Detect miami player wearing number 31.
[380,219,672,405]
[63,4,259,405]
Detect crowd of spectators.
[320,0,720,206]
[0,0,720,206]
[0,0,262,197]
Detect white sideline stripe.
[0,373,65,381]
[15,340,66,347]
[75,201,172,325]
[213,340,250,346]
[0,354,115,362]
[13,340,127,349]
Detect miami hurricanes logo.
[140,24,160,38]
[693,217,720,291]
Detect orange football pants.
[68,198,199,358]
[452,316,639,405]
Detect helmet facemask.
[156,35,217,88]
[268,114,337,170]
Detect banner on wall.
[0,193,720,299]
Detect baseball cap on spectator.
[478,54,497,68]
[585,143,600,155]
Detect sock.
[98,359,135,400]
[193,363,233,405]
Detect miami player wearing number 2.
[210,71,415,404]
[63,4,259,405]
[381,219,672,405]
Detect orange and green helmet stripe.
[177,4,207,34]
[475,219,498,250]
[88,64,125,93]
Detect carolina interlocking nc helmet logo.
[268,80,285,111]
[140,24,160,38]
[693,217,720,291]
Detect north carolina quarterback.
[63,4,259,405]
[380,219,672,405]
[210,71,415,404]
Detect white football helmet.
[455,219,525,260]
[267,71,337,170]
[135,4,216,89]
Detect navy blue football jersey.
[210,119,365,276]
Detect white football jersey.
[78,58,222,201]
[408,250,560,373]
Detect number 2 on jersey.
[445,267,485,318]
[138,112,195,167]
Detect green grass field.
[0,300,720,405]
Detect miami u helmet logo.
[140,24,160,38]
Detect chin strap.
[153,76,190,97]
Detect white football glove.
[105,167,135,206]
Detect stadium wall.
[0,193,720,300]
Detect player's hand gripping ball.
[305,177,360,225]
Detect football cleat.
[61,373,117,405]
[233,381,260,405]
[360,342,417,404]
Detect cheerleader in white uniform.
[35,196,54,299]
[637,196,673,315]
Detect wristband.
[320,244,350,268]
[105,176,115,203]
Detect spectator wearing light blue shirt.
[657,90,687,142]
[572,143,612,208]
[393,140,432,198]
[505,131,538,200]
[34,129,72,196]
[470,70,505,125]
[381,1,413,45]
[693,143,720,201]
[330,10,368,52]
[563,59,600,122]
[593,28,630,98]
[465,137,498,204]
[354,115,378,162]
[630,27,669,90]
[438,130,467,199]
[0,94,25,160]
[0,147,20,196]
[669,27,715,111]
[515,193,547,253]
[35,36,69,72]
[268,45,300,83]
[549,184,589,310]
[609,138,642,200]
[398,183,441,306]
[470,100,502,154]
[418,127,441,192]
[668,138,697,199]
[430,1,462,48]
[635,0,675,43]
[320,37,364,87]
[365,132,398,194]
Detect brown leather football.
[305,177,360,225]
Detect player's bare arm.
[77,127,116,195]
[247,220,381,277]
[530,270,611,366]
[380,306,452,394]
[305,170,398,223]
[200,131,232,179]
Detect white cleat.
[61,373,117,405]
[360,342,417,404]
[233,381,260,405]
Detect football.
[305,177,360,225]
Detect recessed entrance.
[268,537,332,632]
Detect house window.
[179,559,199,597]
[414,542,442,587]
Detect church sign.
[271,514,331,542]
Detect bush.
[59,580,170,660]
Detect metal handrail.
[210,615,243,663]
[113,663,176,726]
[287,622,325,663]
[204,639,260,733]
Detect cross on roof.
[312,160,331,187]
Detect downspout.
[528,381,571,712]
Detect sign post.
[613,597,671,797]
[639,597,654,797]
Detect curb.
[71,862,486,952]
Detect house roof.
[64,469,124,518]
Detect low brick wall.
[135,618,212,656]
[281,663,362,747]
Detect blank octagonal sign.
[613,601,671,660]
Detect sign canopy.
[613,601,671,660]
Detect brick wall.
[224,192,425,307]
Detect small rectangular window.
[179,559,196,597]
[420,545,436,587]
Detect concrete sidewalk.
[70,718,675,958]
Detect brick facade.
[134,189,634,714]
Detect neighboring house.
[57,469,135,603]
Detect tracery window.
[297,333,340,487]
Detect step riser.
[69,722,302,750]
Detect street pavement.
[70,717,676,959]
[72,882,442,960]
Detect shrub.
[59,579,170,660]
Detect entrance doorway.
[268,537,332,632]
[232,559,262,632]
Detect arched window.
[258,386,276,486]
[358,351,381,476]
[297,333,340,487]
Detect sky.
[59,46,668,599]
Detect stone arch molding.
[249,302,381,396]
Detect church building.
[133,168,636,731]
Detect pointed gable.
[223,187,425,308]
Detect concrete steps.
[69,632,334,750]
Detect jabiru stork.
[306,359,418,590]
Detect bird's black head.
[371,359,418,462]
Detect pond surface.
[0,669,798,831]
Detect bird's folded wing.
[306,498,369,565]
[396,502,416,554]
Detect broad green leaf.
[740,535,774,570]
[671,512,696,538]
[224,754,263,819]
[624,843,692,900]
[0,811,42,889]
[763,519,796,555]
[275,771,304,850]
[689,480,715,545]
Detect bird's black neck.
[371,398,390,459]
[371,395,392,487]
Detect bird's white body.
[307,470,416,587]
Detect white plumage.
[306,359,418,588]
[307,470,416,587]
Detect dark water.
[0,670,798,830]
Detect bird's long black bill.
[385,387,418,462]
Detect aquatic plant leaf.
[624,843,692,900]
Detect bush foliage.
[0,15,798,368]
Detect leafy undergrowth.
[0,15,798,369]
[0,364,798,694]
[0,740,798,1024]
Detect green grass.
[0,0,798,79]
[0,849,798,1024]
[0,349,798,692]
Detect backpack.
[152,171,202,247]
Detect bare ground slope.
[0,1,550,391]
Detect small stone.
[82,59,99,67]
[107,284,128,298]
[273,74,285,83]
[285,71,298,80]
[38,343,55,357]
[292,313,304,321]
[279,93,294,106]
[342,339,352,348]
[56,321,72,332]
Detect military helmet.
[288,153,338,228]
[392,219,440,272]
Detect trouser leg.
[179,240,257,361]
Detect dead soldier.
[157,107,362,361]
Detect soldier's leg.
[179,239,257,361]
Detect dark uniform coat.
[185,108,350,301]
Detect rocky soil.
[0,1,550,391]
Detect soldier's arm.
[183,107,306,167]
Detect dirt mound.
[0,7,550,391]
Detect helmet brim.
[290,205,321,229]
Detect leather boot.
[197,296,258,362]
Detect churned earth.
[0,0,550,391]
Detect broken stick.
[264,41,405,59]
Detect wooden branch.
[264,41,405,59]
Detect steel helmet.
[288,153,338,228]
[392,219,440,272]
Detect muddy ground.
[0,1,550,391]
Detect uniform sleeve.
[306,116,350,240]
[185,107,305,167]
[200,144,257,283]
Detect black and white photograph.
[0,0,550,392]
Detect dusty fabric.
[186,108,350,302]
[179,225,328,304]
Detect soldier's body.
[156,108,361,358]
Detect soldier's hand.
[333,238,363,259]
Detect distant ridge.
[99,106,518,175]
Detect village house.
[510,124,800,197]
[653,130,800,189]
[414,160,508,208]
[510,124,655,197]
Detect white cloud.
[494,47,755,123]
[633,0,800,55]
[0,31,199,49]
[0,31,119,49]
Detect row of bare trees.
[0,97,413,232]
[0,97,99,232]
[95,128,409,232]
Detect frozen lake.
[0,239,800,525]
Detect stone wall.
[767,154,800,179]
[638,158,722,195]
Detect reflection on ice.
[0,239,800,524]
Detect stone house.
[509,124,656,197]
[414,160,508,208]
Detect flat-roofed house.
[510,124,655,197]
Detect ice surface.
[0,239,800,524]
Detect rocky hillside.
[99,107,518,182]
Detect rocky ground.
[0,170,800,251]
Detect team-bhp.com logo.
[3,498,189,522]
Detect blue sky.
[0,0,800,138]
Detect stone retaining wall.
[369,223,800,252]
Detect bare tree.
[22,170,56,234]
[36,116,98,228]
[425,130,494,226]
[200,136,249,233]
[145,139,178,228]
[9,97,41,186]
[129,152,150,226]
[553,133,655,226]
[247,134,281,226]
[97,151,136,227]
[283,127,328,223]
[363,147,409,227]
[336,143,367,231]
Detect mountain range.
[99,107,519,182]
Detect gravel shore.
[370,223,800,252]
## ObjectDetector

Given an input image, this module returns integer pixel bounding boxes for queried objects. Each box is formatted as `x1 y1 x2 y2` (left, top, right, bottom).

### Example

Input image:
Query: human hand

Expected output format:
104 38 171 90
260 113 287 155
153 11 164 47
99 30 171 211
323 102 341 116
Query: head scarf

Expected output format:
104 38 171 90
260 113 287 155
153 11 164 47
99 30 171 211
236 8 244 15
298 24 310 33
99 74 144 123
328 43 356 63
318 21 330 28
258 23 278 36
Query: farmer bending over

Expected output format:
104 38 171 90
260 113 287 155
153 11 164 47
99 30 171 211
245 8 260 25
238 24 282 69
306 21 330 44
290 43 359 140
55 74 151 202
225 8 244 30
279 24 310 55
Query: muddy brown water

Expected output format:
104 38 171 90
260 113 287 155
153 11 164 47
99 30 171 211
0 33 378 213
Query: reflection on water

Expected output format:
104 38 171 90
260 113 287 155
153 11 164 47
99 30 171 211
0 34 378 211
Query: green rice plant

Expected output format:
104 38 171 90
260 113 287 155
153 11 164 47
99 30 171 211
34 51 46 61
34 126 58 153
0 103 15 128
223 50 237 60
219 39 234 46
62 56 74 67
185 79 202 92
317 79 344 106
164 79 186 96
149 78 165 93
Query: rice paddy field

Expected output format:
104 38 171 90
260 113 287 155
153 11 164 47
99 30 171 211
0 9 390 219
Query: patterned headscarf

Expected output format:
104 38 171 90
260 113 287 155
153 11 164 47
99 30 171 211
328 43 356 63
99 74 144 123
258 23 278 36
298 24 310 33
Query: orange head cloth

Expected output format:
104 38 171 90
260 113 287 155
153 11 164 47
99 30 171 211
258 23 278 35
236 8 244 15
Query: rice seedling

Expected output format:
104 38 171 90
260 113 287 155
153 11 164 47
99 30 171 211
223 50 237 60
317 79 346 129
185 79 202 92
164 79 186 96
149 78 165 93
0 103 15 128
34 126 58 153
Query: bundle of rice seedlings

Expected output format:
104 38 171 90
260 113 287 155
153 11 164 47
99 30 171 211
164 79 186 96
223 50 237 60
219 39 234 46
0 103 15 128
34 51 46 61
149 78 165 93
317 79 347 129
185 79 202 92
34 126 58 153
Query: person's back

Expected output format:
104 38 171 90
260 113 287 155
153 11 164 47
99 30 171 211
==================================================
[What the task requires] Quote only the lines from the line containing "Query: green rice plant" through the end of the entries, keeping the first and the last.

[Task output]
Query: green rice plant

Expected output format:
104 38 171 90
260 113 287 155
153 11 164 47
99 30 171 211
34 51 46 61
34 126 58 153
0 103 15 128
223 50 237 60
219 39 234 46
62 56 74 67
185 79 202 92
317 79 344 106
164 79 186 96
149 78 165 93
Query: rice paddy field

Expected output format:
104 38 171 90
260 113 287 155
153 11 164 47
99 30 171 211
0 9 390 219
Query: patterned headscarf

Expected output format:
104 38 171 90
260 113 287 155
153 11 164 47
99 30 171 211
328 43 356 63
99 74 144 123
258 23 278 36
298 24 310 33
Query: orange head cloth

Expected output format:
104 38 171 90
260 113 287 155
153 11 164 47
99 30 171 211
258 23 278 35
236 8 244 15
Query: rice seedling

Expected output format:
104 38 171 90
260 113 287 155
153 11 164 47
99 30 171 211
223 50 237 60
317 79 346 129
185 79 202 92
164 79 186 96
149 78 165 93
0 103 15 128
34 126 58 153
Query: bundle of rice seedlings

Expected output format:
104 38 171 90
260 113 287 155
153 11 164 47
99 30 171 211
164 79 186 96
223 50 237 60
219 39 234 46
0 103 15 128
34 51 46 61
149 78 165 93
317 79 347 129
185 79 202 92
34 126 58 153
Query: person's back

Expected output format:
104 38 171 90
260 113 287 155
153 11 164 47
99 30 171 211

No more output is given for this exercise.